Veteran TV presenter and critic Clive James has leukaemia, it has emerged.
The 71-year-old Australian, who lives in England, has been battling with the illness for 15 months.
His illness was disclosed by the editor of The Australian Literary Review, Luke Slattery, who said he wrote to James after his requests for an essay were politely rebuffed on grounds of ill health and after James referred to several life-threatening conditions in his poetry, Australian Associated Press reported.
James wrote back saying he was hospitalised in January 2010 for kidney failure. "I was immediately diagnosed for everything else as well, including several lung diseases and a version of leukaemia that is supposed to develop slowly but in my case couldn't wait to get started, mainly in my lungs," he wrote. Slattery, writing in The Australian, said James had been forced to ration his time to work on several book projects, including a second volume of his book Cultural Amnesia.

---------------

PROBLEMS TO WORK ON
1) In two sentences, summarize the report on Clive James's illness.
2) Reproduce the part of the report on Clive James's illness that opens with the words containing "James wrote back" and closes with "book Cultural Amnesia.".
3) Carry on the report on Clive James's illness from the point where it ends.

---------------

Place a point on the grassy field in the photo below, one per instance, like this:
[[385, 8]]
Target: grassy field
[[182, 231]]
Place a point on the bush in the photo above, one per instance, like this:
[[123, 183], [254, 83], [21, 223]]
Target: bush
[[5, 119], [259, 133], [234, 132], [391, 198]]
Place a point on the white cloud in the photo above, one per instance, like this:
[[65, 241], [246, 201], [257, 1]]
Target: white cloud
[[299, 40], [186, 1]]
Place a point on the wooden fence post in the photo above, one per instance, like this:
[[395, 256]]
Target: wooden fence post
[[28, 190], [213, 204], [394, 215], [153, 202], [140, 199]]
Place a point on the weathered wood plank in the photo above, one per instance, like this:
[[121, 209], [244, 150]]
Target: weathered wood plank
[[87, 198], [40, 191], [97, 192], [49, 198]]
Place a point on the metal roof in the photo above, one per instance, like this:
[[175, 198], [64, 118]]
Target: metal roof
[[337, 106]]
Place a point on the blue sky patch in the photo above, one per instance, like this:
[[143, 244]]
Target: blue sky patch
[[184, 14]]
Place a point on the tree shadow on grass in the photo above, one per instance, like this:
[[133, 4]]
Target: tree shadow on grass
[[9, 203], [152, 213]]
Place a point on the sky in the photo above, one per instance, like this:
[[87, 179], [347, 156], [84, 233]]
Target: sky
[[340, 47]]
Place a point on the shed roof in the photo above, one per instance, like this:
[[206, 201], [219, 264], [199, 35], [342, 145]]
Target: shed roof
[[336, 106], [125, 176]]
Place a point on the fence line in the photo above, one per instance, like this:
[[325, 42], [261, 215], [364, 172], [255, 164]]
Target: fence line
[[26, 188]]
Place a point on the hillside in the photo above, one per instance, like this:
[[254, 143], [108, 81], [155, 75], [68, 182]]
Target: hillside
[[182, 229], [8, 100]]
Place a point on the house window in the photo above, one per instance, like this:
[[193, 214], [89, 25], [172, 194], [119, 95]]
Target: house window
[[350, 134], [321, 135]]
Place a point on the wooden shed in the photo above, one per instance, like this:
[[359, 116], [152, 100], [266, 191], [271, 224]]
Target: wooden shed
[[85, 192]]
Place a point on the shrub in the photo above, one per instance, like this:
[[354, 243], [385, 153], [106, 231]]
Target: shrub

---------------

ANSWERS TO THE EXERCISE
1) Clive James, the 71-year-old Australian TV presenter and critic who lives in England, has been battling leukemia for 15 months, a fact disclosed by Luke Slattery, editor of The Australian Literary Review. James wrote to Slattery that he was hospitalized in January 2010 for kidney failure and then diagnosed with several lung diseases and leukemia, and Slattery said James had been forced to ration his time for book projects, including a second volume of Cultural Amnesia.

2)
James wrote back saying he was hospitalised in January 2010 for kidney failure. "I was immediately diagnosed for everything else as well, including several lung diseases and a version of leukaemia that is supposed to develop slowly but in my case couldn't wait to get started, mainly in my lungs," he wrote. Slattery, writing in The Australian, said James had been forced to ration his time to work on several book projects, including a second volume of his book Cultural Amnesia.

3)
James has lived in England since leaving Sydney in 1961. He became a columnist for The Observer and has worked for the BBC and independent television. The Mail on Sunday quoted his wife Prue Shaw, an academic, as saying: "Clive has been ill for around 15 months and is being treated at Addenbrooke's Hospital in Cambridge.
"He is suffering from CLL - Chronic Lymphocytic Leukaemia - which if you must have the condition is the kind you want because they can monitor it."